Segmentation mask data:
_ _ _ _

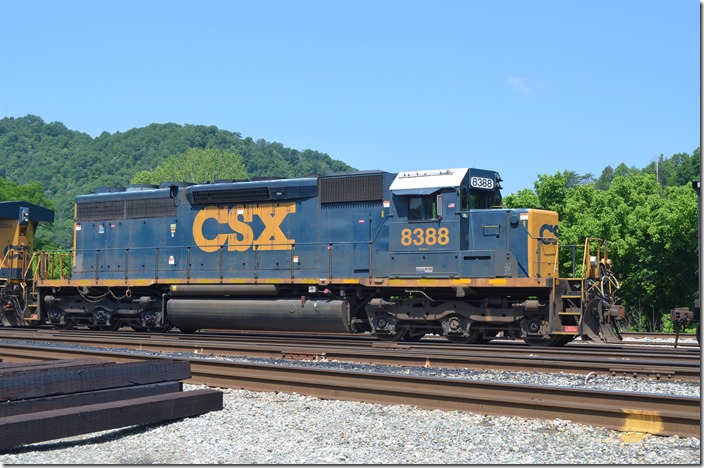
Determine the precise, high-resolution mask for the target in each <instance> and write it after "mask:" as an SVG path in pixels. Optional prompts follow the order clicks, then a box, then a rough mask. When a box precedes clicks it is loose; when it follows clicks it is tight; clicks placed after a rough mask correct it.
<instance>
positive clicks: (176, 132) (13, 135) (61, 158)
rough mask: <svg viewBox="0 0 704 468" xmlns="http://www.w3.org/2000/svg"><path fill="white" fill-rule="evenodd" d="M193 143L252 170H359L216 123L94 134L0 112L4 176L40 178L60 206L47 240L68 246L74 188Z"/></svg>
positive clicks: (119, 180)
mask: <svg viewBox="0 0 704 468" xmlns="http://www.w3.org/2000/svg"><path fill="white" fill-rule="evenodd" d="M191 148H200V149H218V150H223V151H227V152H229V153H235V154H238V155H240V156H241V157H242V159H243V162H244V165H245V168H246V170H247V173H248V175H249V177H260V176H261V177H263V176H272V177H300V176H305V175H309V174H320V175H323V174H328V173H331V172H340V171H349V170H353V168H352V167H350V166H349V165H347V164H345V163H343V162H342V161H337V160H334V159H332V158H330V156H328V155H327V154H324V153H319V152H317V151H312V150H305V151H298V150H295V149H291V148H287V147H285V146H283V145H282V144H281V143H269V142H267V141H265V140H257V141H255V140H253V139H252V138H249V137H247V138H242V136H241V135H240V134H239V133H236V132H229V131H226V130H220V129H218V128H217V127H214V126H204V125H177V124H173V123H169V124H152V125H149V126H147V127H143V128H135V129H132V130H129V131H127V132H124V133H123V132H117V133H114V134H110V133H107V132H103V133H102V134H101V135H100V136H98V137H96V138H92V137H91V136H90V135H87V134H85V133H81V132H77V131H74V130H69V129H68V128H66V126H65V125H64V124H62V123H60V122H52V123H46V122H44V120H42V118H41V117H37V116H34V115H27V116H25V117H20V118H12V117H8V118H3V119H0V154H1V155H2V158H0V176H2V177H4V178H5V179H7V181H10V182H11V183H15V184H28V183H38V184H40V186H41V187H42V188H43V193H44V195H45V197H46V198H47V199H49V200H52V201H53V208H54V209H55V210H56V223H55V225H54V226H53V227H46V226H45V227H43V228H42V233H41V234H42V237H43V240H44V242H46V243H49V244H53V245H56V246H57V247H63V248H68V247H69V246H70V245H71V235H72V232H73V231H72V226H71V223H72V220H73V203H74V200H75V197H76V195H81V194H86V193H92V192H94V191H95V188H96V187H100V186H118V187H126V186H127V185H128V184H129V183H130V181H132V179H133V178H134V176H135V175H136V174H137V173H138V172H140V171H150V170H153V169H155V168H156V167H157V166H159V165H160V164H161V163H162V162H164V161H165V160H166V159H167V158H168V157H169V156H172V155H174V154H178V153H184V152H186V151H187V150H188V149H191Z"/></svg>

_ _ _ _

Problem to work on: Please output all of the entries exactly as they appear, with no pictures.

Output of the exercise:
Determine the precise, high-resolution mask for the target in each <instance> and write it after "mask:" as an SVG path in pixels. Optional prompts follow the order clicks, then a box, then a rough mask. When a box precedes clicks it is loose; when it follows clicks it is tight; clicks placed after a rough mask correct it.
<instance>
positive clicks: (176, 132) (13, 135) (61, 158)
rough mask: <svg viewBox="0 0 704 468" xmlns="http://www.w3.org/2000/svg"><path fill="white" fill-rule="evenodd" d="M193 143L252 170H359L216 123L94 134L0 112L4 176L40 178L60 206L47 240L68 246L74 188Z"/></svg>
positive clicks: (119, 180)
mask: <svg viewBox="0 0 704 468" xmlns="http://www.w3.org/2000/svg"><path fill="white" fill-rule="evenodd" d="M191 148H200V149H218V150H223V151H227V152H229V153H235V154H238V155H240V156H241V157H242V159H243V162H244V165H245V168H246V170H247V173H248V175H249V177H260V176H261V177H263V176H272V177H300V176H305V175H309V174H320V175H323V174H328V173H331V172H340V171H349V170H353V168H352V167H350V166H349V165H347V164H345V163H343V162H342V161H337V160H334V159H332V158H330V156H328V155H327V154H324V153H319V152H317V151H312V150H305V151H298V150H295V149H291V148H287V147H285V146H283V145H282V144H281V143H269V142H267V141H265V140H257V141H255V140H253V139H252V138H249V137H247V138H242V136H241V135H240V134H239V133H236V132H229V131H226V130H220V129H218V128H217V127H214V126H204V125H177V124H173V123H169V124H152V125H149V126H147V127H143V128H135V129H132V130H129V131H127V132H124V133H123V132H117V133H114V134H110V133H107V132H103V133H102V134H101V135H100V136H98V137H96V138H92V137H91V136H90V135H87V134H85V133H81V132H77V131H74V130H69V129H68V128H66V126H65V125H64V124H62V123H60V122H52V123H46V122H44V120H42V118H41V117H37V116H34V115H27V116H25V117H20V118H12V117H8V118H3V119H0V154H1V155H2V158H0V176H2V177H4V178H5V179H7V181H10V182H11V183H15V184H28V183H38V184H40V186H41V187H42V188H43V193H44V195H45V197H46V198H47V199H49V200H52V201H53V208H54V209H55V210H56V223H55V225H54V226H53V227H46V226H45V227H43V228H42V233H41V234H42V237H43V240H44V242H46V243H49V244H53V245H56V246H57V247H63V248H68V247H69V246H70V245H71V235H72V232H73V231H72V226H71V223H72V220H73V203H74V200H75V197H76V195H81V194H86V193H92V192H94V191H95V188H96V187H100V186H118V187H126V186H127V185H128V184H129V183H130V181H132V179H133V178H134V176H135V175H136V174H137V173H138V172H140V171H150V170H153V169H155V168H156V167H157V166H159V165H160V164H161V163H162V162H164V161H165V160H166V159H167V158H168V157H169V156H172V155H174V154H178V153H184V152H186V151H187V150H188V149H191Z"/></svg>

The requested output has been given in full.